***** SEZIONE DEL DOCUMENTO *****

Uovo di gallina al tartufo (Matriosca di sfere)
Praticamente questo piatto rappresenta un'assoluta banalità, questo abbinamento, nelle zone del mondo più famose per la produzione di tartufi, lo si propone da sempre e qualcuno da quelle parti si comincia a chiedere se sia nato prima l'uovo o il tartufo! Quindi, è molto difficile renderlo un po' più originale, ma Hermes c'è riuscito con la... sferificazione inversa, creando delle piccolissime sfere ripiene di acqua di caviale, per la serie non si butta via niente il nostro chef ha riutilizzato l'acqua di pulitura del costoso ingrediente, nobilitandola con una tipica tecnica da cucina molecolare o meglio con additivi, attingendo a piene mani ai noti video del Maestro Fabio Tacchella, cercare su YouTube per credere! Anche in questo caso l'attenzione per la cottura è stata fondamentale, infatti l'uovo è stato immerso a 75 gradi per 15 minuti, combinazione che permette la solidificazione dell'albume lasciando cremoso il tuorlo, in sostanza viene realizzata una sorta di altra sferificazione, stavolta ottenuta con le temperature invece che con alginati e carbonati. In definitiva, una matriosca di sfere.
Lingua (Lingua mia ti manca solo la parola)
L'antico scienziato Archimede Pitagorico, per corroborare le sue teorie di fisica, una volta disse: "datemi una leva e vi solleverò il mondo", parafrasandolo, io oggi potrei dire: "datemi un sottovuoto a bassa temperatura e vi stravolgerò la lingua di vitello"! 72 gradi di cottura per 24 ore possono sembrare un'esagerazione, ma vi posso garantire, provare per credere, che hanno prodotto un effetto eccellente su una materia prima eccellente, sfiorando un'effetto trancino di tonno rosso. Un piatto che se avesse un po' più di lingua parlerebbe da solo! Il piatto rivelazione di Hermes Picone.
Cucciu d'amuri
Dedicato da Hermes alla sua fidanzata, questo dessert costituisce l'atto finale di una degustazione che ha dimostrato la padronanza delle tecniche di preparazione da parte dello chef. Il "cucciu" era stato realizzato con una semi sfera di mousse alla nocciola, delicata e avvolgente, inserita sotto un guscio di finissimo cioccolato e infine irrorato da una ganache al cioccolato bianco. Ormai il mio motto in merito è conosciuto e condiviso: "un pasticcere può fare lo chef, ma uno chef non può fare il pasticcere", tranne pochissime eccezioni che ovviamente confermano la regola, Hermes in questo caso ha sfiorato l'eccellenza nel dessert al piatto, come idea, realizzazione, presentazione, insomma, un dessert completo, forse perchè scaturito dall'amore per la propria donna, mi piace persino il nome, tranne che per un dettaglio che un vero pasticcere non avrebbe mai trascurato: la semi sfera di mousse alla nocciola era stucchevole poichè troppo abbondante, in questi casi conviene impiegare una sottile base croccante, ma soprattutto si inframezza la mousse con un altrettanto sottile pandispagna, magari al cacao, in modo da alleggerire il boccone.

***** INSIEME DI RIGHE *****

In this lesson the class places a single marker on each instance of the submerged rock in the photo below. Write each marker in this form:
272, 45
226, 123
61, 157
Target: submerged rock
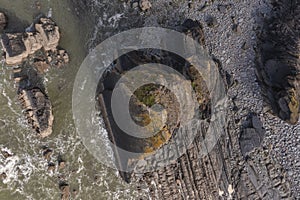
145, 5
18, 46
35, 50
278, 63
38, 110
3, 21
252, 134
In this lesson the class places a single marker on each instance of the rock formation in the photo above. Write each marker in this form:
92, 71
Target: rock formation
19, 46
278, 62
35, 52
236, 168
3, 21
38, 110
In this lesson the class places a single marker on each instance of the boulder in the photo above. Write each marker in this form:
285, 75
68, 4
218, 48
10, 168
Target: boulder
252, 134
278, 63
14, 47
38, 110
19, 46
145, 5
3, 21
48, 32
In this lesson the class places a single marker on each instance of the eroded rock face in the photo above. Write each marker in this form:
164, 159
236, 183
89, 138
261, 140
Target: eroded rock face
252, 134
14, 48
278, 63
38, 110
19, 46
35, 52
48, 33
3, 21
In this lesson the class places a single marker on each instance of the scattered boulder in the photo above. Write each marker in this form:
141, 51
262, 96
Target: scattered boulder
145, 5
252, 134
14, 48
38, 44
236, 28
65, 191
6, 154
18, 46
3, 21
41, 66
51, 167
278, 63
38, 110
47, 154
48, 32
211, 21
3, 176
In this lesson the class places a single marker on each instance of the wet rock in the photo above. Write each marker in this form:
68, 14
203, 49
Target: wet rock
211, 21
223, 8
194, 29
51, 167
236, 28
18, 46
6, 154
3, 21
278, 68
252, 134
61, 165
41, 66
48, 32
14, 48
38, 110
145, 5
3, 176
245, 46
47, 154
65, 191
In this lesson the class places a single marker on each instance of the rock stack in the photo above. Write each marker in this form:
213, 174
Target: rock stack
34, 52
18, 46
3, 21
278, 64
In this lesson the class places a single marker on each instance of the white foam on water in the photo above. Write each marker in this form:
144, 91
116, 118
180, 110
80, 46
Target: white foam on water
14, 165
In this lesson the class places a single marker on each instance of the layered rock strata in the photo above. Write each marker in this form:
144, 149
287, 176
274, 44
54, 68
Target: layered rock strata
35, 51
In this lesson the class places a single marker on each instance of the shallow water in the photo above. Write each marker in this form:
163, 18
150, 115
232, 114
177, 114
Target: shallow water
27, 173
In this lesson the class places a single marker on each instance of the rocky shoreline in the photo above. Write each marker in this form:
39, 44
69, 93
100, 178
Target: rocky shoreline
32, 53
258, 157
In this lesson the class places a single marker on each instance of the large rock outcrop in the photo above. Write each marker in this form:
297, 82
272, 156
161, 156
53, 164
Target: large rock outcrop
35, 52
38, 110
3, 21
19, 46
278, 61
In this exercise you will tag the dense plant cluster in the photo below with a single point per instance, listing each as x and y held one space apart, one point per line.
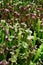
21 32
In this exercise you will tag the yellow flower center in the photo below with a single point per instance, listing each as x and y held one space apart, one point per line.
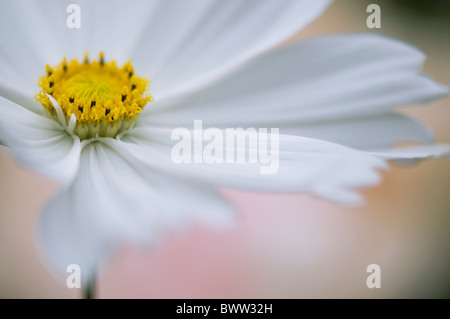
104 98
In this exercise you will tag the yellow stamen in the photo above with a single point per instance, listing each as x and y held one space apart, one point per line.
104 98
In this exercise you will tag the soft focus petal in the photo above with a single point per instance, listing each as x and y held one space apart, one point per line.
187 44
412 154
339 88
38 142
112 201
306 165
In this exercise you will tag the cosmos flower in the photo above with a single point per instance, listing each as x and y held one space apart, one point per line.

*****
***** INSIEME DI RIGHE *****

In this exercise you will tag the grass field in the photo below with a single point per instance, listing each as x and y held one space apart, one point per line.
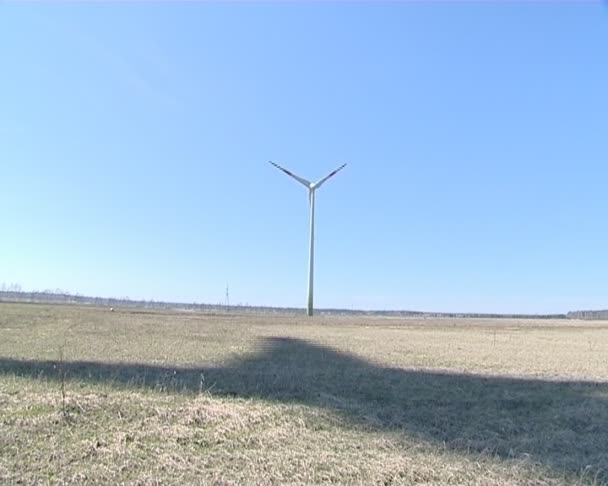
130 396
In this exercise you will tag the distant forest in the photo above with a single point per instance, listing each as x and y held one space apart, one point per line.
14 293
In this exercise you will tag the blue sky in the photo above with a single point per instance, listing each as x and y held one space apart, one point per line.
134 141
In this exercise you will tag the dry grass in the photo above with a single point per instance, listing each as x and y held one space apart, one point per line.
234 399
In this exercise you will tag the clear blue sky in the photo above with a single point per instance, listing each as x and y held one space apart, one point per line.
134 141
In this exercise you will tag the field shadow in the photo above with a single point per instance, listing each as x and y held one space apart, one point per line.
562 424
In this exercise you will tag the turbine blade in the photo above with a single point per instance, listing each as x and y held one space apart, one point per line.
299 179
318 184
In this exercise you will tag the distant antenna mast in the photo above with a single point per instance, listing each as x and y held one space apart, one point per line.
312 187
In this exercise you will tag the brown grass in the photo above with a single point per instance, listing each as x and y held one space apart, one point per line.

*****

• ESERCIZIO ASSEGNATO:
Spiega, per favore, in una o due frasi perché, secondo il testo, l'uovo di gallina al tartufo è stato immerso a 75 gradi per 15 minuti.

• LA SOLUZIONE:
Questa combinazione di temperatura e tempo fa solidificare l'albume e lascia cremoso il tuorlo. Si ottiene così una sorta di altra sferificazione, prodotta con le temperature invece che con alginati e carbonati.